● **Problem**
Which SASL mechanism does the Kafka configuration extract mark as recommended?

SASL Authentication¶

SASL/PLAIN¶

config = KafkaEventBusConfig(
    bootstrap_servers="kafka:9093",
    security_protocol="SASL_SSL",
    sasl_mechanism="PLAIN",
    sasl_username="myapp",
    sasl_password="secret",
    ssl_cafile="/etc/kafka/ssl/ca.crt",
)

SASL/SCRAM-SHA-512 (Recommended)¶

config = KafkaEventBusConfig(
    bootstrap_servers="kafka:9093",
    security_protocol="SASL_SSL",
    sasl_mechanism="SCRAM-SHA-512",
    sasl_username="myapp",
    sasl_password="secret",
    ssl_cafile="/etc/kafka/ssl/ca.crt",
)

Mutual TLS (mTLS)¶

config = KafkaEventBusConfig(
    bootstrap_servers="kafka:9093",
    security_protocol="SSL",
    ssl_cafile="/etc/kafka/ssl/ca.crt",
    ssl_certfile="/etc/kafka/ssl/client.crt",
    ssl_keyfile="/etc/kafka/ssl/client.key",
)

Environment-Based Configuration¶

import os

config = KafkaEventBusConfig(
    bootstrap_servers=os.environ.get("KAFKA_BOOTSTRAP_SERVERS", "localhost:9092"),
    topic_prefix=os.environ.get("KAFKA_TOPIC_PREFIX", "events"),
    consumer_group=os.environ.get("KAFKA_CONSUMER_GROUP", "default"),
    security_protocol=os.environ.get("KAFKA_SECURITY_PROTOCOL", "PLAINTEXT"),
    sasl_mechanism=os.environ.get("KAFKA_SASL_MECHANISM"),
    sasl_username=os.environ.get("KAFKA_SASL_USERNAME"),
    sasl_password=os.environ.get("KAFKA_SASL_PASSWORD"),
    ssl_cafile=os.environ.get("KAFKA_SSL_CAFILE"),
)

● **Dataset extract**
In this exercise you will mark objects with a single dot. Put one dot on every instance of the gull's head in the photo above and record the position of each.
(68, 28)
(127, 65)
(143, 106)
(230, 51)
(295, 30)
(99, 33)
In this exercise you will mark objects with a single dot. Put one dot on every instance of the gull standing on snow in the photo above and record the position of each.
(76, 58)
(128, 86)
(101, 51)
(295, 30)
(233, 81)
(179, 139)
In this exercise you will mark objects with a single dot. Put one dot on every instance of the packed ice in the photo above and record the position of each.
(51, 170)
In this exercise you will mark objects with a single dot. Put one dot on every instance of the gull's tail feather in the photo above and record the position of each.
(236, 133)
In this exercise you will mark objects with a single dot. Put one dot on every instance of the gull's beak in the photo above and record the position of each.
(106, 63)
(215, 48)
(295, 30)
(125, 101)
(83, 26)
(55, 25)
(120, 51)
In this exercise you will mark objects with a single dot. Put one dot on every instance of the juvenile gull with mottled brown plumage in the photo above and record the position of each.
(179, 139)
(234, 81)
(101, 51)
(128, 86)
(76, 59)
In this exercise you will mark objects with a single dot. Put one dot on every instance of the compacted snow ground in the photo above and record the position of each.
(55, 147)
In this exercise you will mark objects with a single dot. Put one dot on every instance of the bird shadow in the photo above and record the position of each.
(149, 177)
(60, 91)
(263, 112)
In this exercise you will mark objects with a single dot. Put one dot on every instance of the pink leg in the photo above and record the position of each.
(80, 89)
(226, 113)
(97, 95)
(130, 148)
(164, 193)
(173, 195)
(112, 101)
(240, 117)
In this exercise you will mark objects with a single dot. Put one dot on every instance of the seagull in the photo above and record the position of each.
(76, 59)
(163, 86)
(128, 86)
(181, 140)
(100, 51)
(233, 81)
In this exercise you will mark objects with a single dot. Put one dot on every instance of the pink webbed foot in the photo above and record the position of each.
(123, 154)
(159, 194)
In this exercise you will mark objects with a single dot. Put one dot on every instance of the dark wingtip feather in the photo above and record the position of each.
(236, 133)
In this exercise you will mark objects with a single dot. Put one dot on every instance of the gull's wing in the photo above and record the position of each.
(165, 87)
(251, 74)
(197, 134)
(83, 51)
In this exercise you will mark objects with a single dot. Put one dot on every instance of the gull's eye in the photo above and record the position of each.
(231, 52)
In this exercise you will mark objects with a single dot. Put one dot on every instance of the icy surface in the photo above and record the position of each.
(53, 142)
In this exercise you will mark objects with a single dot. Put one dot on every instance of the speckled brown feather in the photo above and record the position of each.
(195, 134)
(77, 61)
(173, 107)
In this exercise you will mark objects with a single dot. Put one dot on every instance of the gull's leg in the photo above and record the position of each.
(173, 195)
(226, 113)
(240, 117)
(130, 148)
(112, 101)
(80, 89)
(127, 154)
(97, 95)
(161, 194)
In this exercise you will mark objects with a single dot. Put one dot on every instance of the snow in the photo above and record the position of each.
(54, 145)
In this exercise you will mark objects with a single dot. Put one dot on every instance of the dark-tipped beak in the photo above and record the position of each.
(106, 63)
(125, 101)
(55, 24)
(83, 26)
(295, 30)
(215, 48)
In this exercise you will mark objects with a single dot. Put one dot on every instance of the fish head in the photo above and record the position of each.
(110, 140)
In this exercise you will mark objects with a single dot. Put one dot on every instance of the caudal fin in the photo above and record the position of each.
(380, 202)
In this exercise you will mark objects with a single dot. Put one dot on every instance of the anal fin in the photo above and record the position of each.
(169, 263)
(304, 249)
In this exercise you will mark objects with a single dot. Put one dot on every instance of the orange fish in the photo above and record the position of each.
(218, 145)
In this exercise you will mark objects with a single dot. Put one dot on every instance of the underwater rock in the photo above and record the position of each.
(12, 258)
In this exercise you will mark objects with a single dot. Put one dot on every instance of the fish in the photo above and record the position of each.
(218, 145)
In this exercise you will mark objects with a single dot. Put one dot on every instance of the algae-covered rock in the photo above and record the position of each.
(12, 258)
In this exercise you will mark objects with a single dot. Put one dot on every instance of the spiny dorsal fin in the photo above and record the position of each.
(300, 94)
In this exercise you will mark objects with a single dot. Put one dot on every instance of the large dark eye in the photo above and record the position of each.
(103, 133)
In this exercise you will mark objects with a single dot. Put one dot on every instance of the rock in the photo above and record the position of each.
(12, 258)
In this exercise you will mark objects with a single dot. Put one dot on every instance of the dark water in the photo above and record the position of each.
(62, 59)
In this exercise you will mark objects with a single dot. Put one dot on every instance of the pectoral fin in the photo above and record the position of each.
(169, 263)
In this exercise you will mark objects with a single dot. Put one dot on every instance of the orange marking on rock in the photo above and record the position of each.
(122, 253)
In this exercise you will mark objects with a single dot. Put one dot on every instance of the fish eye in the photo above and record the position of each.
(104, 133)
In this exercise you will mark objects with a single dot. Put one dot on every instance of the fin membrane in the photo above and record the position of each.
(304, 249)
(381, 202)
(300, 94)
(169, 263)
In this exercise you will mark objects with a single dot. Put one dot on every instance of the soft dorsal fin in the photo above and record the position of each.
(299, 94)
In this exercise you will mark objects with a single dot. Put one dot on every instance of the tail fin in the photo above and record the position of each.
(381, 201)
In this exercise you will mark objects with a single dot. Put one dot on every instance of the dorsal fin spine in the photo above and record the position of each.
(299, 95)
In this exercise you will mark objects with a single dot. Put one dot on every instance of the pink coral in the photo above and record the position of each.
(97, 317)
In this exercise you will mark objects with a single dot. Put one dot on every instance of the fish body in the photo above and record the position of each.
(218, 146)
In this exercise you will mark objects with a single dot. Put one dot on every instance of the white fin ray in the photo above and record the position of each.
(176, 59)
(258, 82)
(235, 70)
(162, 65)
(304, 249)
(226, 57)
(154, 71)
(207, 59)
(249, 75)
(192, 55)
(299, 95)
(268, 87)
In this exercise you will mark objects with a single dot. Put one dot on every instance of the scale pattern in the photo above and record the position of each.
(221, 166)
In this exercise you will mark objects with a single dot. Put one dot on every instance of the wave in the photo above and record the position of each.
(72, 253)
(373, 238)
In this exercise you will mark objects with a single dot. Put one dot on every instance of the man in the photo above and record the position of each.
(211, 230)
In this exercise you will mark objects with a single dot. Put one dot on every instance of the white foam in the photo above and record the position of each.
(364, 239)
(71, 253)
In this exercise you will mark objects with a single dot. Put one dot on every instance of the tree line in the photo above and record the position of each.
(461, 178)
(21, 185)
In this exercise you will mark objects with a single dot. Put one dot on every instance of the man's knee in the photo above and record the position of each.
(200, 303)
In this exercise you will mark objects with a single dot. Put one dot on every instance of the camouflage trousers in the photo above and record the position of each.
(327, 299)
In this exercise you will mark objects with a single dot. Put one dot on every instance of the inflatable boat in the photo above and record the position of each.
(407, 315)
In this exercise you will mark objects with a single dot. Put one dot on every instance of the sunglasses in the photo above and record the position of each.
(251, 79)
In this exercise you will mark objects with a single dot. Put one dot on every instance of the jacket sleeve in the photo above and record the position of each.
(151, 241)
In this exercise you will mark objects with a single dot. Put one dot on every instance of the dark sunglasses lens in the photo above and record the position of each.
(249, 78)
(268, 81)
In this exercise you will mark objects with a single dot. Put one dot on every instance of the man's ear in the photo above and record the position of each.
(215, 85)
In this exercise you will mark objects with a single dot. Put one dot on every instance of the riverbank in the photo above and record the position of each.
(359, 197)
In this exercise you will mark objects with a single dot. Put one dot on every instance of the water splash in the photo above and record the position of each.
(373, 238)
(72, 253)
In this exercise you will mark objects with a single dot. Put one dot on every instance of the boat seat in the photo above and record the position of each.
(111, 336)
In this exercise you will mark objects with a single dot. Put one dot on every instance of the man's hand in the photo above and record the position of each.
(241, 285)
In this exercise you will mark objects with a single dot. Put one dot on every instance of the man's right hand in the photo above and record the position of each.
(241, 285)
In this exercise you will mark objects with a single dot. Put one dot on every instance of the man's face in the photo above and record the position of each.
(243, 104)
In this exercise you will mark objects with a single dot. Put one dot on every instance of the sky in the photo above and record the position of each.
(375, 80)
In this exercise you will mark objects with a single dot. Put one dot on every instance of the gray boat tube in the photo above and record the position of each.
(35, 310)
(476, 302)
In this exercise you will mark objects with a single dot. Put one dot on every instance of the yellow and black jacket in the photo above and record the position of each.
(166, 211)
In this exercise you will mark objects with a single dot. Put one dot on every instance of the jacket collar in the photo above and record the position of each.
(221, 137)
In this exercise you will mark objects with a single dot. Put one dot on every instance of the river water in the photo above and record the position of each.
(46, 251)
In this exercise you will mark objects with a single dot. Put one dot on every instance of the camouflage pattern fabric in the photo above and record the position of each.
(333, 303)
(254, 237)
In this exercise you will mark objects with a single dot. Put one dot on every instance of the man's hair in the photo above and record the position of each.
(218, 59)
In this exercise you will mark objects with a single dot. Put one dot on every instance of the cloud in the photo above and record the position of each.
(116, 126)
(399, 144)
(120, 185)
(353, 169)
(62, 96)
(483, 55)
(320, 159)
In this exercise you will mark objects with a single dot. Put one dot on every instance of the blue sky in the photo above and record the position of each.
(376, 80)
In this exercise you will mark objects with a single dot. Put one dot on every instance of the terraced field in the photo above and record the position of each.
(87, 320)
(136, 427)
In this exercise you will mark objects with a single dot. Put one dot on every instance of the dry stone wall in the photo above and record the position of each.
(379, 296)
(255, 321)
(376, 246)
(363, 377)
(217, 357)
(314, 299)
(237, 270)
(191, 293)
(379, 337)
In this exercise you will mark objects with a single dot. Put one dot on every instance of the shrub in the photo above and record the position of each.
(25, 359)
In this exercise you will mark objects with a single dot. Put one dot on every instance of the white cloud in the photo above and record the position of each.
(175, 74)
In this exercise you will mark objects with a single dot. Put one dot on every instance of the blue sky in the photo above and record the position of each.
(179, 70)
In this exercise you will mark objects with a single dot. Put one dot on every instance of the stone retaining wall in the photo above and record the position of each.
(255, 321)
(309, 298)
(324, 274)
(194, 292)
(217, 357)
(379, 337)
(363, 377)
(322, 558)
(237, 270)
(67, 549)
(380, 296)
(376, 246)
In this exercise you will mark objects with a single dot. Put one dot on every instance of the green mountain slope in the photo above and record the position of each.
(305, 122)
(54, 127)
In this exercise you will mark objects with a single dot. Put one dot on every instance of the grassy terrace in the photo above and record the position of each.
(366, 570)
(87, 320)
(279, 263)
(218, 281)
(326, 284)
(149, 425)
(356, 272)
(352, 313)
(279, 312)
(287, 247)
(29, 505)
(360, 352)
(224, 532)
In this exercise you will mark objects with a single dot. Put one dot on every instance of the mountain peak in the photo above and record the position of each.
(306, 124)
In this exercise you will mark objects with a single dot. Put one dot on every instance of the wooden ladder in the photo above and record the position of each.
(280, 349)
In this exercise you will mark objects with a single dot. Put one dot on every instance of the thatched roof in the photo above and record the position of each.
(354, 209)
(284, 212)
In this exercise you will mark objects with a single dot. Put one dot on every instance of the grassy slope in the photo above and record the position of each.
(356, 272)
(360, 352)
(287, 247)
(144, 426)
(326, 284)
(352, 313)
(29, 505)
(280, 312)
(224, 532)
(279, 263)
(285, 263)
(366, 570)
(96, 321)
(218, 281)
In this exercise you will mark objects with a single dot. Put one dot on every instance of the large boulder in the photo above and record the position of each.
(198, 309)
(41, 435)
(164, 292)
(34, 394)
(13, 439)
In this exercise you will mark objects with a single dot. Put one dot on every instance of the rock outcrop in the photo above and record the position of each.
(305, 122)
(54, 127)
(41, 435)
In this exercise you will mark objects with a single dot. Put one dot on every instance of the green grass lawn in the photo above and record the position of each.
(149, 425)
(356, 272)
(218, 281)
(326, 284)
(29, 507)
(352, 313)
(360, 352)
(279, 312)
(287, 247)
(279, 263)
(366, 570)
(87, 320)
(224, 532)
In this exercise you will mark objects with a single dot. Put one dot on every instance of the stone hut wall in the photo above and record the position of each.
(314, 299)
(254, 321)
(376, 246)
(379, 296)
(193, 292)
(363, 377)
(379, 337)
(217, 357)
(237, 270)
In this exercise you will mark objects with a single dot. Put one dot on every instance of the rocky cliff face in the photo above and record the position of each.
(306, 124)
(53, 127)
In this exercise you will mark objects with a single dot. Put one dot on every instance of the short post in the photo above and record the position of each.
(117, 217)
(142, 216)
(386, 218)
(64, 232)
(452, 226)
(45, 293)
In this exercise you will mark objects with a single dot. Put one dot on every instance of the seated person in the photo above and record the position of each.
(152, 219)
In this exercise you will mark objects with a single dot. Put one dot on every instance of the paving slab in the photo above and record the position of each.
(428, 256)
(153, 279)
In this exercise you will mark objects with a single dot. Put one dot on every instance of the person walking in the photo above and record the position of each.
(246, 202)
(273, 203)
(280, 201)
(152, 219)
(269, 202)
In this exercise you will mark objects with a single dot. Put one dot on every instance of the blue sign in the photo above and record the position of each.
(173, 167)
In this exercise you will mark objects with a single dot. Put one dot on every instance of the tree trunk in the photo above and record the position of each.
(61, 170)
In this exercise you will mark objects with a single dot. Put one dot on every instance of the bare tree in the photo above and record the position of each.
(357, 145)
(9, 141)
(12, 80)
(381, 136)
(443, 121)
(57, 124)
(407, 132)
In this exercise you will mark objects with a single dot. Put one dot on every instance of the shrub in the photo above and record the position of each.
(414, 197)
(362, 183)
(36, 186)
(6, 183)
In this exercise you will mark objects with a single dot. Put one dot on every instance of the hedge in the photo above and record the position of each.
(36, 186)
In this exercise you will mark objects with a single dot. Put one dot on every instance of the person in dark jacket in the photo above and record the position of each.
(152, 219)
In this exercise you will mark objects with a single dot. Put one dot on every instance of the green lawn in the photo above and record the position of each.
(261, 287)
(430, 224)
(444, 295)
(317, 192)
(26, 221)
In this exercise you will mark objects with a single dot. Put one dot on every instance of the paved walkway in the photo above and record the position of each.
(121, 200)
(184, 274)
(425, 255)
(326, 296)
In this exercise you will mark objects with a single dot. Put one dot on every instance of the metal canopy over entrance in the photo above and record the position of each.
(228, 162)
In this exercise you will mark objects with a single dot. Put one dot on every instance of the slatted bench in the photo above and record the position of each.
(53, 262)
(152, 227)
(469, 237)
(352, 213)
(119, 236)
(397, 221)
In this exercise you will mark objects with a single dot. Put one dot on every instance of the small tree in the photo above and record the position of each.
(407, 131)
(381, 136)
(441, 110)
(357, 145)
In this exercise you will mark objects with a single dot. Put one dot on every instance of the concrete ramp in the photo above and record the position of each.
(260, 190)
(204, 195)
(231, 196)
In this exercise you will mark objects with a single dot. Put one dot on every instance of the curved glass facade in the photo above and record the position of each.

● **Result of the task**
SCRAM-SHA-512